● Lista de tareas:
a) Indica si cada afirmación coincide con el texto sobre las obras de la fe: (i) la exhortación de Gálatas 6:10 aparece al final de la epístola a los Gálatas; (ii) la ley puede dar vida; (iii) la Escritura insiste en las obras de la ley. Responde sí o no a cada una y cita las palabras del texto que lo deciden.
b) Repite sin cambios el pasaje del texto sobre las obras de la fe que empieza con "El apóstol declara" y continúa hasta "arrojada al viento.".
===== Fragmento seleccionado
Temas de doctrina cristiana II

Segunda parte

Las obras de la fe - frutos de la vida divina

Así que, según tengamos oportunidad, hagamos bien a todos, y mayormente a los de la familia de la fe
(Gálatas 6:10).

Si algo puede aumentar el valor de esta hermosa exhortación, es el hecho de que la hallamos al final de la epístola a los Gálatas. En esta notable epístola, el inspirado apóstol corta de raíz todo el sistema de justificación por la ley. Demuestra, de manera irrefutable, que ningún hombre puede ser justificado a los ojos de Dios por las obras de la ley, ya sean morales o ceremoniales.

El apóstol declara que los creyentes no están en manera alguna bajo la ley, ni para tener la vida, ni para ser justificados, ni para su andar práctico. Si nos colocamos bajo la ley, la consecuencia de ello es que debemos renunciar a Cristo, al Espíritu Santo, a la fe, a las promesas. En resumidas cuentas, si nos emplazamos, de cualquier manera, sobre un terreno legal, debemos abandonar el cristianismo, y nos hallamos todavía bajo la maldición de la ley.

Ahora bien, no vamos a citar los pasajes ni a tocar este lado del tema en esta ocasión. Simplemente llamamos la seria atención del lector cristiano respecto de las palabras de oro del versículo que hemos citado al comienzo de este escrito, las cuales sentimos que resaltan con incomparable belleza y con un poder moral particular al final de esta epístola a los Gálatas, en la cual la justicia humana es hecha añicos y arrojada al viento.

Es siempre necesario considerar los dos lados de un tema. Todos nos inclinamos fuertemente a ver un solo lado de las cosas, de manera que nos resulta moralmente saludable que nuestros corazones sean puestos bajo la plena acción de toda la verdad. ¡Ay!, es posible abusar de la gracia, y a veces nos olvidamos que una fe real debe manifestarse por las obras, aunque a los ojos de Dios somos justificados por la fe sola.

Debemos todos tener presente que si bien la Escritura denuncia y destruye de la manera más absoluta las obras de la ley, sin embargo insiste de manera cuidadosa y diligente, en numerosos pasajes, en las obras de la fe.

En efecto, querido lector, este punto demanda nuestra más seria atención. Si profesamos poseer la vida divina, esta vida debe manifestarse en algo más tangible y concreto que meras palabras o que una vana profesión de labios. Es perfectamente cierto que la ley no puede dar vida (Gálatas 3:21), y que, en consecuencia, tampoco puede producir obras de fe. Ni un solo fruto de vida fue, ni será, jamás recogido del árbol del legalismo. La ley solo puede producir “obras muertas” (Hebreos 6:1), respecto de las cuales debemos tener la conciencia purificada, al igual que de las “malas obras” (Colosenses 1:21).
==========
===== Sección de datos
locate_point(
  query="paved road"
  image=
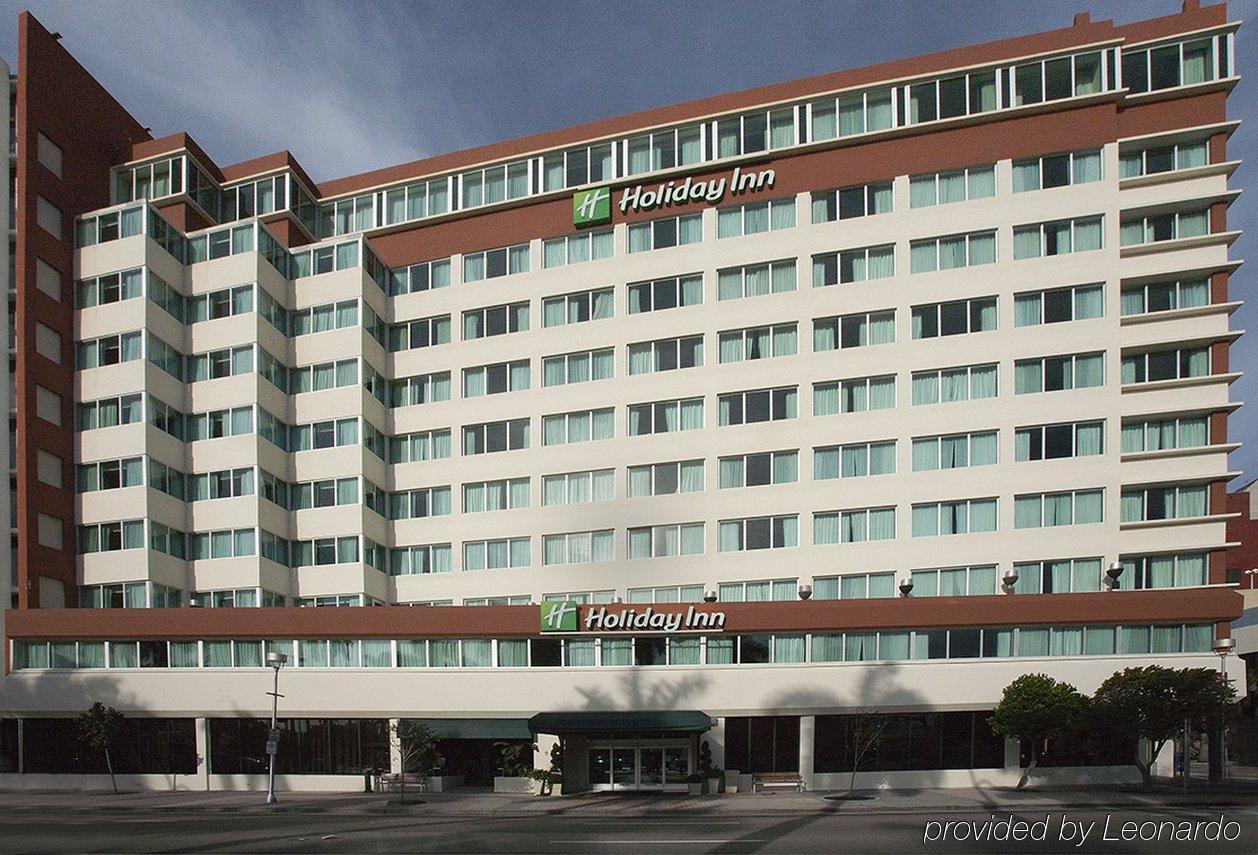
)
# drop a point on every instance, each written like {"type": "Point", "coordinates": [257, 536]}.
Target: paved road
{"type": "Point", "coordinates": [196, 831]}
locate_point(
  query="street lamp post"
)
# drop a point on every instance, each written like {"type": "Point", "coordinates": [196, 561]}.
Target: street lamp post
{"type": "Point", "coordinates": [276, 660]}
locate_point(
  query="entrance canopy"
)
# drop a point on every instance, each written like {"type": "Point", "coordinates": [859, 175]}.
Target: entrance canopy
{"type": "Point", "coordinates": [681, 721]}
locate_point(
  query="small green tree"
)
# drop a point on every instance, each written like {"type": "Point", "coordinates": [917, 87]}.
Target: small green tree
{"type": "Point", "coordinates": [100, 729]}
{"type": "Point", "coordinates": [417, 746]}
{"type": "Point", "coordinates": [1039, 709]}
{"type": "Point", "coordinates": [1152, 703]}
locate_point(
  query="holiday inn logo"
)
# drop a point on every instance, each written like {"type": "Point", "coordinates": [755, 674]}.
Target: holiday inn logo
{"type": "Point", "coordinates": [591, 206]}
{"type": "Point", "coordinates": [559, 616]}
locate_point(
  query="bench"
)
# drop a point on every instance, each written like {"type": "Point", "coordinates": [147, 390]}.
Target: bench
{"type": "Point", "coordinates": [778, 781]}
{"type": "Point", "coordinates": [394, 782]}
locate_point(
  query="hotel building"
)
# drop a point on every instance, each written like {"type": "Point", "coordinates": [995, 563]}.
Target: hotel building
{"type": "Point", "coordinates": [864, 394]}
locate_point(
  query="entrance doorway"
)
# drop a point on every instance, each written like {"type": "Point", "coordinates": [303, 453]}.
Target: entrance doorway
{"type": "Point", "coordinates": [624, 765]}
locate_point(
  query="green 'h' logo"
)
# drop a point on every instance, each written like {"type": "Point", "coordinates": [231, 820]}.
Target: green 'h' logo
{"type": "Point", "coordinates": [559, 616]}
{"type": "Point", "coordinates": [591, 206]}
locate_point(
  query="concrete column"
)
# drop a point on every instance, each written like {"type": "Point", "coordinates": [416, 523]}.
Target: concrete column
{"type": "Point", "coordinates": [807, 746]}
{"type": "Point", "coordinates": [203, 753]}
{"type": "Point", "coordinates": [394, 748]}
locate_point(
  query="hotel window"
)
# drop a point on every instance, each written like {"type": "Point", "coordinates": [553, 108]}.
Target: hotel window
{"type": "Point", "coordinates": [759, 342]}
{"type": "Point", "coordinates": [578, 307]}
{"type": "Point", "coordinates": [425, 445]}
{"type": "Point", "coordinates": [574, 249]}
{"type": "Point", "coordinates": [1165, 226]}
{"type": "Point", "coordinates": [1164, 159]}
{"type": "Point", "coordinates": [497, 553]}
{"type": "Point", "coordinates": [1054, 374]}
{"type": "Point", "coordinates": [1163, 571]}
{"type": "Point", "coordinates": [757, 405]}
{"type": "Point", "coordinates": [1059, 576]}
{"type": "Point", "coordinates": [856, 395]}
{"type": "Point", "coordinates": [419, 503]}
{"type": "Point", "coordinates": [849, 203]}
{"type": "Point", "coordinates": [952, 252]}
{"type": "Point", "coordinates": [1058, 238]}
{"type": "Point", "coordinates": [578, 547]}
{"type": "Point", "coordinates": [1161, 434]}
{"type": "Point", "coordinates": [778, 590]}
{"type": "Point", "coordinates": [755, 218]}
{"type": "Point", "coordinates": [492, 321]}
{"type": "Point", "coordinates": [668, 594]}
{"type": "Point", "coordinates": [663, 150]}
{"type": "Point", "coordinates": [662, 294]}
{"type": "Point", "coordinates": [1183, 502]}
{"type": "Point", "coordinates": [1066, 508]}
{"type": "Point", "coordinates": [1057, 170]}
{"type": "Point", "coordinates": [955, 581]}
{"type": "Point", "coordinates": [956, 517]}
{"type": "Point", "coordinates": [579, 367]}
{"type": "Point", "coordinates": [856, 526]}
{"type": "Point", "coordinates": [756, 279]}
{"type": "Point", "coordinates": [110, 474]}
{"type": "Point", "coordinates": [111, 537]}
{"type": "Point", "coordinates": [854, 460]}
{"type": "Point", "coordinates": [579, 487]}
{"type": "Point", "coordinates": [954, 450]}
{"type": "Point", "coordinates": [235, 421]}
{"type": "Point", "coordinates": [666, 231]}
{"type": "Point", "coordinates": [1051, 79]}
{"type": "Point", "coordinates": [751, 132]}
{"type": "Point", "coordinates": [111, 350]}
{"type": "Point", "coordinates": [759, 533]}
{"type": "Point", "coordinates": [229, 543]}
{"type": "Point", "coordinates": [760, 469]}
{"type": "Point", "coordinates": [949, 385]}
{"type": "Point", "coordinates": [666, 355]}
{"type": "Point", "coordinates": [1183, 63]}
{"type": "Point", "coordinates": [505, 494]}
{"type": "Point", "coordinates": [423, 332]}
{"type": "Point", "coordinates": [666, 478]}
{"type": "Point", "coordinates": [952, 186]}
{"type": "Point", "coordinates": [496, 379]}
{"type": "Point", "coordinates": [1165, 296]}
{"type": "Point", "coordinates": [955, 317]}
{"type": "Point", "coordinates": [854, 265]}
{"type": "Point", "coordinates": [493, 436]}
{"type": "Point", "coordinates": [420, 389]}
{"type": "Point", "coordinates": [110, 288]}
{"type": "Point", "coordinates": [417, 560]}
{"type": "Point", "coordinates": [495, 263]}
{"type": "Point", "coordinates": [854, 331]}
{"type": "Point", "coordinates": [666, 541]}
{"type": "Point", "coordinates": [1166, 365]}
{"type": "Point", "coordinates": [420, 277]}
{"type": "Point", "coordinates": [854, 586]}
{"type": "Point", "coordinates": [579, 426]}
{"type": "Point", "coordinates": [1081, 439]}
{"type": "Point", "coordinates": [110, 413]}
{"type": "Point", "coordinates": [1058, 304]}
{"type": "Point", "coordinates": [666, 416]}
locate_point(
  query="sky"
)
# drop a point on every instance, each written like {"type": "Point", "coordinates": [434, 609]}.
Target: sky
{"type": "Point", "coordinates": [350, 87]}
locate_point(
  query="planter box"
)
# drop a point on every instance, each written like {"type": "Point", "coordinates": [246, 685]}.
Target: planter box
{"type": "Point", "coordinates": [517, 786]}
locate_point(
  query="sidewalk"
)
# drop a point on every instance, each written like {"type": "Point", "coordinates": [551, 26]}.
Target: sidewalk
{"type": "Point", "coordinates": [487, 804]}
==========
● Respuestas:
a)
(i) Sí: «la hallamos al final de la epístola a los Gálatas».
(ii) No: «la ley no puede dar vida».
(iii) No: «la Escritura denuncia y destruye de la manera más absoluta las obras de la ley».

b)
El apóstol declara que los creyentes no están en manera alguna bajo la ley, ni para tener la vida, ni para ser justificados, ni para su andar práctico. Si nos colocamos bajo la ley, la consecuencia de ello es que debemos renunciar a Cristo, al Espíritu Santo, a la fe, a las promesas. En resumidas cuentas, si nos emplazamos, de cualquier manera, sobre un terreno legal, debemos abandonar el cristianismo, y nos hallamos todavía bajo la maldición de la ley.

Ahora bien, no vamos a citar los pasajes ni a tocar este lado del tema en esta ocasión. Simplemente llamamos la seria atención del lector cristiano respecto de las palabras de oro del versículo que hemos citado al comienzo de este escrito, las cuales sentimos que resaltan con incomparable belleza y con un poder moral particular al final de esta epístola a los Gálatas, en la cual la justicia humana es hecha añicos y arrojada al viento.